PROBLEM REQUIREMENTS:
Put every row below into a numbered list, leaving out any blank lines.

TASK INPUT:
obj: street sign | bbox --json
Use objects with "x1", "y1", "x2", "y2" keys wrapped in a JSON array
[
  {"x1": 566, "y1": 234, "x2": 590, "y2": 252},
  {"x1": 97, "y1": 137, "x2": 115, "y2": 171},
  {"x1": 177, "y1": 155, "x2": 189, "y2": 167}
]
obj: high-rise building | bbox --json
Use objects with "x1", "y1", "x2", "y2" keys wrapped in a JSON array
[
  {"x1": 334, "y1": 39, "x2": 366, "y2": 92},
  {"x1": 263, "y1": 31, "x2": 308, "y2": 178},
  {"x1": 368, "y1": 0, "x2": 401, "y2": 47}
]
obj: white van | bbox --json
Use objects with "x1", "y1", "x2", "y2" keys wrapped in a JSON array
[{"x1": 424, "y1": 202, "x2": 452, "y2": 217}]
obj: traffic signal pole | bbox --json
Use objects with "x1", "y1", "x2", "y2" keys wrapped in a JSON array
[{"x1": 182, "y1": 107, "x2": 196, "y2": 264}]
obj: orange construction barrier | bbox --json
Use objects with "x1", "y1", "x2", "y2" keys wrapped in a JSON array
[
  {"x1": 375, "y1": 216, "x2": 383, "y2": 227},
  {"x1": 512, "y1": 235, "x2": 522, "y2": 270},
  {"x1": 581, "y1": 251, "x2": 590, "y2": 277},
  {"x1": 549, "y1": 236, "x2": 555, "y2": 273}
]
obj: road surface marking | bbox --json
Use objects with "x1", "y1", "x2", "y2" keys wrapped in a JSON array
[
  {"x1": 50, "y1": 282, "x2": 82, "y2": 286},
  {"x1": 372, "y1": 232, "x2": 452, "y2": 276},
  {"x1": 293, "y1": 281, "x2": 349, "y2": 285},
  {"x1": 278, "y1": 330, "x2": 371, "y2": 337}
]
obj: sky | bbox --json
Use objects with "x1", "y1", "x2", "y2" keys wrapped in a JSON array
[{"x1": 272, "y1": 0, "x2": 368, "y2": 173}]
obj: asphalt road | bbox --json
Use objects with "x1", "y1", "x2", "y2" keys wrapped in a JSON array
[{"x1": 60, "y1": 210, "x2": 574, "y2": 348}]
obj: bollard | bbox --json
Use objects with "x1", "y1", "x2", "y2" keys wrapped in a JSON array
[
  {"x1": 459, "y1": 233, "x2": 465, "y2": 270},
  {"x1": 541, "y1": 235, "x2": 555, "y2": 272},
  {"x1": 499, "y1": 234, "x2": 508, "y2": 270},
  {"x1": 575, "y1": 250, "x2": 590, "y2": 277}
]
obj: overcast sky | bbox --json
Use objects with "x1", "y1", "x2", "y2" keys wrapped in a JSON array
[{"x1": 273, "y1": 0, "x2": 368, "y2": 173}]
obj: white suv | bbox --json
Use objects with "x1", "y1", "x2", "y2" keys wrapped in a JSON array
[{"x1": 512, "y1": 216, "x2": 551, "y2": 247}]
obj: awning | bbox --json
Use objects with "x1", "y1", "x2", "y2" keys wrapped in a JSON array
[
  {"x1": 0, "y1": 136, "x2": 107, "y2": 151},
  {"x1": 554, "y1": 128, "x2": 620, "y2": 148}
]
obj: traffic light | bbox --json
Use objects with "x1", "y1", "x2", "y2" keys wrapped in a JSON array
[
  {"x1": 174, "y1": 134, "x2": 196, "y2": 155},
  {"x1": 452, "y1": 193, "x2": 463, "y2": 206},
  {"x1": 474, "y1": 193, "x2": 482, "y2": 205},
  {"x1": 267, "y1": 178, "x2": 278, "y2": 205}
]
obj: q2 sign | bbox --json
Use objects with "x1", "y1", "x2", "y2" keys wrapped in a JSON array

RESULT OF THE TASK:
1. obj: street sign | bbox --json
2. Use objects with "x1", "y1", "x2", "y2" keys wrapped in a JSON array
3. [
4.   {"x1": 566, "y1": 234, "x2": 590, "y2": 252},
5.   {"x1": 97, "y1": 137, "x2": 115, "y2": 171},
6.   {"x1": 177, "y1": 155, "x2": 189, "y2": 167}
7. ]
8. obj: high-rise building | bbox --json
9. Use objects with "x1", "y1", "x2", "y2" keys wrapped in a JSON array
10. [
11.   {"x1": 334, "y1": 39, "x2": 366, "y2": 92},
12.   {"x1": 263, "y1": 31, "x2": 308, "y2": 178},
13.   {"x1": 368, "y1": 0, "x2": 401, "y2": 47}
14. ]
15. obj: white van | bbox --json
16. Use objects with "x1", "y1", "x2", "y2" keys wrapped in a JSON array
17. [{"x1": 424, "y1": 202, "x2": 452, "y2": 217}]
18. obj: traffic signal pole | bbox --json
19. Use objects with "x1", "y1", "x2", "y2" keys wrapped in a JSON array
20. [{"x1": 182, "y1": 107, "x2": 196, "y2": 264}]
21. obj: orange construction barrier | bbox --json
22. Use objects with "x1", "y1", "x2", "y2" keys wrapped in a JSON array
23. [
24.   {"x1": 375, "y1": 216, "x2": 383, "y2": 227},
25.   {"x1": 512, "y1": 235, "x2": 522, "y2": 270},
26.   {"x1": 581, "y1": 251, "x2": 590, "y2": 277},
27.   {"x1": 549, "y1": 236, "x2": 555, "y2": 273}
28. ]
29. obj: road surface marking | bbox --json
30. Use objects with "x1", "y1", "x2", "y2" keys wrapped in a JSON array
31. [
32.   {"x1": 50, "y1": 282, "x2": 82, "y2": 286},
33.   {"x1": 372, "y1": 232, "x2": 452, "y2": 276},
34.   {"x1": 293, "y1": 281, "x2": 349, "y2": 285},
35.   {"x1": 278, "y1": 330, "x2": 371, "y2": 337}
36. ]
37. obj: sky | bbox --json
38. Use objects with "x1", "y1", "x2", "y2" keys wrapped in a JSON array
39. [{"x1": 272, "y1": 0, "x2": 368, "y2": 173}]
40. obj: asphalt road | bbox --json
41. Use objects with "x1", "y1", "x2", "y2" keys wrapped in a JSON array
42. [{"x1": 60, "y1": 210, "x2": 574, "y2": 348}]
43. obj: bollard | bbox --json
44. Use objects with "x1", "y1", "x2", "y2" keys wrapped in a JSON array
45. [
46.   {"x1": 459, "y1": 233, "x2": 465, "y2": 270},
47.   {"x1": 541, "y1": 235, "x2": 555, "y2": 272},
48.   {"x1": 499, "y1": 234, "x2": 508, "y2": 270},
49.   {"x1": 575, "y1": 250, "x2": 590, "y2": 277}
50. ]
51. obj: overcast sky | bbox --json
52. Use objects with "x1", "y1", "x2", "y2" keys wrapped in a JSON array
53. [{"x1": 273, "y1": 0, "x2": 368, "y2": 173}]
54. obj: white suv | bbox --json
55. Use objects with "x1", "y1", "x2", "y2" keys wrapped in a JSON array
56. [{"x1": 512, "y1": 216, "x2": 551, "y2": 247}]
57. obj: awning | bbox --json
58. Use objects with "x1", "y1", "x2", "y2" keys wrapped in a JSON array
59. [
60.   {"x1": 0, "y1": 136, "x2": 107, "y2": 151},
61.   {"x1": 554, "y1": 128, "x2": 620, "y2": 148}
62. ]
63. obj: traffic light | bbox --json
64. Use objects with "x1", "y1", "x2", "y2" keys wrapped in a JSON array
65. [
66.   {"x1": 174, "y1": 134, "x2": 196, "y2": 155},
67.   {"x1": 452, "y1": 193, "x2": 463, "y2": 206},
68.   {"x1": 474, "y1": 193, "x2": 482, "y2": 205},
69.   {"x1": 267, "y1": 178, "x2": 278, "y2": 205}
70. ]
71. obj: q2 sign | bbox --json
72. Use objects with "x1", "y1", "x2", "y2" keys wrapped in a JSON array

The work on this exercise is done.